DATA FOR ANALYSIS
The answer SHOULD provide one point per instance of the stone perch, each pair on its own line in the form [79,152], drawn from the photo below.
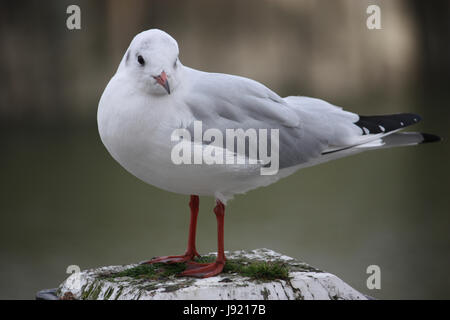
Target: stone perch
[258,274]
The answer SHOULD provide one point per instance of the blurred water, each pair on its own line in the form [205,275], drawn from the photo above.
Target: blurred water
[65,201]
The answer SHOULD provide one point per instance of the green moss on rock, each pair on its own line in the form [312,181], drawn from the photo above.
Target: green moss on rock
[254,269]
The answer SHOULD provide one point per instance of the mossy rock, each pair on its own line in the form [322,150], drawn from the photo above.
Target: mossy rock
[255,274]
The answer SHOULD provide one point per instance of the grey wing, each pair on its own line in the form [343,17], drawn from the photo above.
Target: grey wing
[228,102]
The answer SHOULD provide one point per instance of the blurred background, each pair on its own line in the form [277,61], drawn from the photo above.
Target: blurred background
[64,201]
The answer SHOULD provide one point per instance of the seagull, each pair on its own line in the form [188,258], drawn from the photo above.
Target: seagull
[154,106]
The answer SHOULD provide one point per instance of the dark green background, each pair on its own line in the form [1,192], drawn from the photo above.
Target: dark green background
[64,201]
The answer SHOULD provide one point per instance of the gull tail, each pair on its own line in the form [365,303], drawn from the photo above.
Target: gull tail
[382,132]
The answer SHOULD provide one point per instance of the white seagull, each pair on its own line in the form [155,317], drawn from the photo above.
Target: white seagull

EXERCISE
An exact copy of the listing is needed, minus its pictures.

TASK SOLUTION
The answer SHOULD provide one point per instance of the stone perch, each pair on its own line in the form [79,152], drawn from the photo below.
Target: stone perch
[258,274]
The answer SHOULD provide one point per instance of the blurred water, each pair on its own line in the form [205,275], drawn from the photo above.
Target: blurred water
[65,201]
The answer SHOULD provide one point per instance of the green moss on rock, each pair on its own line in the form [312,181], drawn from the photo above.
Target: green moss on rock
[254,269]
The answer SHOULD provide one point per instance of the mossy rock, each pair on its own line in the form [322,150], drawn from the photo above.
Target: mossy rock
[255,274]
The answer SHOULD provide one point per instance of the grey wing, each pair on its own line in the form [343,17], drawn from the photo above.
Target: grey wing
[228,102]
The answer SHOULD provide one point per instance of the blurred background, each pair on its own line in the form [277,61], drawn from the photo above.
Target: blurred background
[64,201]
The answer SHOULD provide one point per instance of the seagull, each pair on its own line in the form [188,258], drawn from the photo above.
Target: seagull
[154,106]
The answer SHOULD provide one point per instance of the dark green background, each pair on its own line in the form [1,192], drawn from the photo above.
Target: dark green background
[64,201]
The answer SHOULD provide one point per instance of the gull tail, each pair on its own line in the form [365,303], drawn from the photo above.
Target: gull tail
[382,132]
The answer SHOULD provide one point per instance of the white seagull, each pair on its own line in the form [155,317], drawn from the photo above.
Target: white seagull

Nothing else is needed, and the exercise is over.